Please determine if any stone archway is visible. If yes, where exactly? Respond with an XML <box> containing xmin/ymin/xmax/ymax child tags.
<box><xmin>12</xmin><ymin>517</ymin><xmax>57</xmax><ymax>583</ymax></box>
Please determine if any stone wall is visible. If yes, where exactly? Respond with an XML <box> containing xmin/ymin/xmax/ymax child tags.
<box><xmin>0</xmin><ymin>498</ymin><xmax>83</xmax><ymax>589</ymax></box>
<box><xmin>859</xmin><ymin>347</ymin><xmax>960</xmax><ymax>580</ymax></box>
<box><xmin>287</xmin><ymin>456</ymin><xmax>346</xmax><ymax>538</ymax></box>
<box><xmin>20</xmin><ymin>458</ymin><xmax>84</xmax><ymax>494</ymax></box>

━━━━━━━━━━━━━━━━━━━━

**Consigne:**
Mettez à jour les lignes ci-dessus : remplacez « stone » par « brick » dans tous les enregistrements, sans rien changer d'autre.

**Résultat:**
Please determine if any brick archway is visible. If yes, where exactly? Respond with an XML <box> containing xmin/ymin/xmax/ymax child tags.
<box><xmin>12</xmin><ymin>517</ymin><xmax>57</xmax><ymax>583</ymax></box>
Please determine if any brick wall is visible. If yes, where exactly? Respond with an XML <box> containing xmin/ymin/xmax/ymax child tags.
<box><xmin>0</xmin><ymin>498</ymin><xmax>83</xmax><ymax>589</ymax></box>
<box><xmin>859</xmin><ymin>347</ymin><xmax>960</xmax><ymax>580</ymax></box>
<box><xmin>287</xmin><ymin>456</ymin><xmax>346</xmax><ymax>538</ymax></box>
<box><xmin>20</xmin><ymin>458</ymin><xmax>84</xmax><ymax>494</ymax></box>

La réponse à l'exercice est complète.